> **GIVEN PROBLEM**:
Reproduce the lines below without any change, from the first line through the line holding "column 364, row 145", with both ends included.

# # #

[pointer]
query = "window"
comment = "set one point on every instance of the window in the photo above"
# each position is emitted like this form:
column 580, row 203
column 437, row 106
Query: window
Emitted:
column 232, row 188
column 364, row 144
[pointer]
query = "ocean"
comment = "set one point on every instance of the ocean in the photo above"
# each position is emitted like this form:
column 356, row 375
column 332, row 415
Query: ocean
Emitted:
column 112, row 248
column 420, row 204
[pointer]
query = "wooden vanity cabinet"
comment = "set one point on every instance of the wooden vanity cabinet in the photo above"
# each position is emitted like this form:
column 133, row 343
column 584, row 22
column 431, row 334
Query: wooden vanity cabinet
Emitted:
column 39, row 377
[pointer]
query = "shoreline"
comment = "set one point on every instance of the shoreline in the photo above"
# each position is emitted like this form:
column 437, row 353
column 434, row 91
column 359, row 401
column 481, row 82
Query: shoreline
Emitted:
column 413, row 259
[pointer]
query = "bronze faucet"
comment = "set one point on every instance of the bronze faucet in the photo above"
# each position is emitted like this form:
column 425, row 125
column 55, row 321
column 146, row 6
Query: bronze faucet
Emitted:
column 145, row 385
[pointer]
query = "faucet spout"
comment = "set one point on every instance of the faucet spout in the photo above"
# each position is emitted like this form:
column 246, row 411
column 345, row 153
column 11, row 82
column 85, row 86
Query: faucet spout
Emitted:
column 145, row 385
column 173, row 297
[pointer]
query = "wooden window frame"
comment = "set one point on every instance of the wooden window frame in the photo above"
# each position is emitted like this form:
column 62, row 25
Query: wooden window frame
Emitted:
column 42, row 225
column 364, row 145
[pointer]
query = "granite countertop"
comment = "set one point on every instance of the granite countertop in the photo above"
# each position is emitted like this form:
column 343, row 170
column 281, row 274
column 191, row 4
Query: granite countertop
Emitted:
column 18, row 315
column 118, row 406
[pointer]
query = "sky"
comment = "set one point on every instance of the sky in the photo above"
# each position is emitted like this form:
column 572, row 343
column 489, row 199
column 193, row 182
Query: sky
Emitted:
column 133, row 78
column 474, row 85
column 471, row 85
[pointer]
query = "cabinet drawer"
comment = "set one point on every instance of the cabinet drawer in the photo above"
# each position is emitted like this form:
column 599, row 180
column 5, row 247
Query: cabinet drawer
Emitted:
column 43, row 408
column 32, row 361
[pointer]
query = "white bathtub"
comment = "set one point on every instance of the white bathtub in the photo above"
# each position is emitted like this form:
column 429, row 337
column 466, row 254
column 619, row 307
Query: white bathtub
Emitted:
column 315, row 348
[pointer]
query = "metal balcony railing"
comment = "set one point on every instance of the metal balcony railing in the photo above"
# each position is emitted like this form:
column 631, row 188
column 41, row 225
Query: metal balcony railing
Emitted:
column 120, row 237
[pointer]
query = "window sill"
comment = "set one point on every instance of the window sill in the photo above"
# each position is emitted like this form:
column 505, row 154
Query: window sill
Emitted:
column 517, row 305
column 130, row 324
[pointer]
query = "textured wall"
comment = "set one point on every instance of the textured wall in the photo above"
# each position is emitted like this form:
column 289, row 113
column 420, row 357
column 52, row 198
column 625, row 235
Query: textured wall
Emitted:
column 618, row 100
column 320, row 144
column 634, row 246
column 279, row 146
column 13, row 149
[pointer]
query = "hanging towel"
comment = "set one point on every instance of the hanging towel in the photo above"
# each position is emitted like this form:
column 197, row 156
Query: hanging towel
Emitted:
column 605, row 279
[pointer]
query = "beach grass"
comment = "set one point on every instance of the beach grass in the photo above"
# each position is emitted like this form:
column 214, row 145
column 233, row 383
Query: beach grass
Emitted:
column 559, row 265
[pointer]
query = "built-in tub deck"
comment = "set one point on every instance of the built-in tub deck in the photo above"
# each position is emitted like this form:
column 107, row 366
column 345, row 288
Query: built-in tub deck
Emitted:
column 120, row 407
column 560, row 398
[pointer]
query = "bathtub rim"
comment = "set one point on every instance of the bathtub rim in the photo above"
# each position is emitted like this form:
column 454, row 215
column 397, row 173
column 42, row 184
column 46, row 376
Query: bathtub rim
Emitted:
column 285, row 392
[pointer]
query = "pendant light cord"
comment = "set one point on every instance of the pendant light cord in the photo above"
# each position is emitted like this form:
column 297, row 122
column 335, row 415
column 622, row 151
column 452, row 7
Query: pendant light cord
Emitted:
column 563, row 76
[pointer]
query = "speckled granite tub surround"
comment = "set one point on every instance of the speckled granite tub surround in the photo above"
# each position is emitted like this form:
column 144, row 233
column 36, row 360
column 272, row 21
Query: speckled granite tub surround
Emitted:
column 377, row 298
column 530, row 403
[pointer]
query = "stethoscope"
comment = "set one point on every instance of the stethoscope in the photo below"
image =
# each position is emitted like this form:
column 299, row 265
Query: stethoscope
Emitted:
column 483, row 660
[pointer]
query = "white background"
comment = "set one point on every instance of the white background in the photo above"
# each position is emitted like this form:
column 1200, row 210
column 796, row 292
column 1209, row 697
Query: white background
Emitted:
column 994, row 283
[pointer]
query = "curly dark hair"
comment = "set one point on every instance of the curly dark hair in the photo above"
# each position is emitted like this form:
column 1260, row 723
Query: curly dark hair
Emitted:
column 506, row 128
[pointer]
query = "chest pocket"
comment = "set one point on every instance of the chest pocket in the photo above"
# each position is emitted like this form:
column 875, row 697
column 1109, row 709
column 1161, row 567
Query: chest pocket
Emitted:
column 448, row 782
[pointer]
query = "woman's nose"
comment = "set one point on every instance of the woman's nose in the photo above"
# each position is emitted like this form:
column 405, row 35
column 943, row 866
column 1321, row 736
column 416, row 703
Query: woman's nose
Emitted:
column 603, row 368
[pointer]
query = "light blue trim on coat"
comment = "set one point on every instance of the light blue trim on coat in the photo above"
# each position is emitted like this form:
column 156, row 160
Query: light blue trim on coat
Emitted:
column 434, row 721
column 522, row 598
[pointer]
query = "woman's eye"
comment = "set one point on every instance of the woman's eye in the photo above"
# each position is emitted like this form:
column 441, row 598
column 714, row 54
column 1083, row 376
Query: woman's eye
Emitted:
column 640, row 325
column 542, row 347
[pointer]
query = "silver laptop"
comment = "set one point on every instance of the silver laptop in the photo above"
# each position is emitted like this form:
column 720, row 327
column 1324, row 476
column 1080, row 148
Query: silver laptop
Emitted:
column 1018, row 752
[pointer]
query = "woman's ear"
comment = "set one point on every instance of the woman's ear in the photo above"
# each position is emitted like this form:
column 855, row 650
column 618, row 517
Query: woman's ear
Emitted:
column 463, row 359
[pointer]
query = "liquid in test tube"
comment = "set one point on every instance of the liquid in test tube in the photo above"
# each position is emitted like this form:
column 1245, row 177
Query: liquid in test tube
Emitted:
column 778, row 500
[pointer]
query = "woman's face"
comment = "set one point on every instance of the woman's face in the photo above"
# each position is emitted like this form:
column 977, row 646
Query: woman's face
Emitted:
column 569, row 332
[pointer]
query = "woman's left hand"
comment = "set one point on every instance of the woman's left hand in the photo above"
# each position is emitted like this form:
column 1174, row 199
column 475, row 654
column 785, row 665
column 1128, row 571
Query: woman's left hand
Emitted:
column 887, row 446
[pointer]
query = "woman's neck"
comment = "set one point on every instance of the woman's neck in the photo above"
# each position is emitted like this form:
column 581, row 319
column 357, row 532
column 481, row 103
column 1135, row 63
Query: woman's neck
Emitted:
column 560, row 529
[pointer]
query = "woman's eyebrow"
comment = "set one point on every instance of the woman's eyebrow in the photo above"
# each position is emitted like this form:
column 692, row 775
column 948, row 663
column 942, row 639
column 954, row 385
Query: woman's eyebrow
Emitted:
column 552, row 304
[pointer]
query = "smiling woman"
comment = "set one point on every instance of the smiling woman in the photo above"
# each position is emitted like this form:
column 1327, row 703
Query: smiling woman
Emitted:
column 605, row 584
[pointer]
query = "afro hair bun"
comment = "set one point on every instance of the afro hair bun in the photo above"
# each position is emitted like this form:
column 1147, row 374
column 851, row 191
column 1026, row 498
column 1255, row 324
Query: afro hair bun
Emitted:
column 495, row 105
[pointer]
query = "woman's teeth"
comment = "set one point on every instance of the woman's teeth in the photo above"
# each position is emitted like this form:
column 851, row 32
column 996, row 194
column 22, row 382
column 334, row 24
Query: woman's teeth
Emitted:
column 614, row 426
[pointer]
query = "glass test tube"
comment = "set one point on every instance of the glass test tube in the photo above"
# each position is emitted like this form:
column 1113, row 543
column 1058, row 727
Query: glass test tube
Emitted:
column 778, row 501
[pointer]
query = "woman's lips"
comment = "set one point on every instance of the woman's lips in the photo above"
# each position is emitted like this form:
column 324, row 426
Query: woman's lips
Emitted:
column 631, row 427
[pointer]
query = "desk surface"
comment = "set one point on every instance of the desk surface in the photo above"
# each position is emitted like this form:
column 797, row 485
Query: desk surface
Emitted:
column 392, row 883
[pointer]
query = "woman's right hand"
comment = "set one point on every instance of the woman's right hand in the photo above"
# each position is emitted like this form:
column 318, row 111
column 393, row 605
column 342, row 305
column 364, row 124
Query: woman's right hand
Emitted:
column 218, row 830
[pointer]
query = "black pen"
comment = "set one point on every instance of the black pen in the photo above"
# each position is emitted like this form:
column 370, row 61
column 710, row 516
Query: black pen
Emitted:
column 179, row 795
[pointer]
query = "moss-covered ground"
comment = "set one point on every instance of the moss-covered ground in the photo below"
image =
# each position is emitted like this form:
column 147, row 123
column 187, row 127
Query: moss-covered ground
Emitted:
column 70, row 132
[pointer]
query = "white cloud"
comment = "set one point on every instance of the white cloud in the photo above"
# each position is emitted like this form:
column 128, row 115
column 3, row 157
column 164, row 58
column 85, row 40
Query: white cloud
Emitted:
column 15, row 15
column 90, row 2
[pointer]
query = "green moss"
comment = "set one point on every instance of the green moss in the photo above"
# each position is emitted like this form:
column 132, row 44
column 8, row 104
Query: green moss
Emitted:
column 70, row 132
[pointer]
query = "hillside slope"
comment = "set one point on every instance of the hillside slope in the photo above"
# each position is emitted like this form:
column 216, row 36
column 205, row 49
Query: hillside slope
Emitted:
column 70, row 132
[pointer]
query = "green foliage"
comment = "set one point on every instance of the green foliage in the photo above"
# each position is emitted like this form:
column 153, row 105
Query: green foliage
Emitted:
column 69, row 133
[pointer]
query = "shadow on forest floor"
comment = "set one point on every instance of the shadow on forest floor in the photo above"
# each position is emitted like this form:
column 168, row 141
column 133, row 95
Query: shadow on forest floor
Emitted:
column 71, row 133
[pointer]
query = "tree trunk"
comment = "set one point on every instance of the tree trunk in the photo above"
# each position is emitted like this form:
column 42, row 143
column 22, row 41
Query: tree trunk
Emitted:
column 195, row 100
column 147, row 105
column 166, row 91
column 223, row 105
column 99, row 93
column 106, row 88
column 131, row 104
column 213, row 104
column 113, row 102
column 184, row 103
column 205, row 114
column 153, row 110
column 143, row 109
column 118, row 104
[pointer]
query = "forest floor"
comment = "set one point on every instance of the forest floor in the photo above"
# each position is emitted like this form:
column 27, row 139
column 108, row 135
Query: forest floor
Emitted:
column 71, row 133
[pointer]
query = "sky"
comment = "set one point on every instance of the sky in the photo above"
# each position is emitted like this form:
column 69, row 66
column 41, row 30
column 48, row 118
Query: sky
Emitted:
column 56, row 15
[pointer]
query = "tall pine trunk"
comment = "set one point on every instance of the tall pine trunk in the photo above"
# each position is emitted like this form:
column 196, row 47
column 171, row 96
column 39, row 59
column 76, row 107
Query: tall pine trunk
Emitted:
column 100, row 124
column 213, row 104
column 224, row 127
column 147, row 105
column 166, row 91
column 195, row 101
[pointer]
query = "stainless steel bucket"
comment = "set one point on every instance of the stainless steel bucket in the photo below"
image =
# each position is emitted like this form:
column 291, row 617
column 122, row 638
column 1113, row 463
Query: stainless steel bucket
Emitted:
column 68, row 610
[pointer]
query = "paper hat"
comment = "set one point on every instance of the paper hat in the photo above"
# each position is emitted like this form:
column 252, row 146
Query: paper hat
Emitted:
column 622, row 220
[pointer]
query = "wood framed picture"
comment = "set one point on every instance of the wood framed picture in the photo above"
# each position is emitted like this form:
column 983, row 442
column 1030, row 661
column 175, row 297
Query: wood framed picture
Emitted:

# # #

> **COMPLETE ANSWER**:
[pointer]
query = "window"
comment = "set one point on every instance of the window in the photo above"
# each position is emitted like this form:
column 580, row 203
column 437, row 106
Query: window
Emitted:
column 232, row 188
column 364, row 144
[pointer]
query = "ocean"
comment = "set one point on every instance of the ocean in the photo above"
# each position is emitted like this form:
column 356, row 375
column 332, row 415
Query: ocean
Emitted:
column 112, row 248
column 420, row 204
[pointer]
query = "wooden vanity cabinet"
comment = "set one point on every instance of the wooden vanity cabinet in the photo above"
# each position is emitted like this form:
column 133, row 343
column 584, row 22
column 431, row 334
Query: wooden vanity cabinet
Emitted:
column 39, row 377
[pointer]
query = "shoreline"
comment = "set one point on every instance of the shoreline in the photo above"
# each position is emitted like this form:
column 437, row 353
column 434, row 91
column 359, row 401
column 481, row 82
Query: shoreline
Emitted:
column 413, row 259
[pointer]
query = "bronze faucet"
comment = "set one point on every instance of the bronze faucet in the photo above"
# each position is emitted like this form:
column 425, row 125
column 55, row 321
column 146, row 6
Query: bronze faucet
Emitted:
column 145, row 385
[pointer]
query = "faucet spout"
comment = "set one point on every instance of the faucet spout in the photo above"
# each position is emitted like this form:
column 246, row 411
column 345, row 153
column 11, row 82
column 85, row 86
Query: faucet spout
Emitted:
column 145, row 385
column 173, row 297
[pointer]
query = "wooden window frame"
comment = "set one point on every instance of the wooden window frame in the photo above"
# each position is emitted like this form:
column 62, row 25
Query: wooden window frame
Emitted:
column 42, row 225
column 364, row 145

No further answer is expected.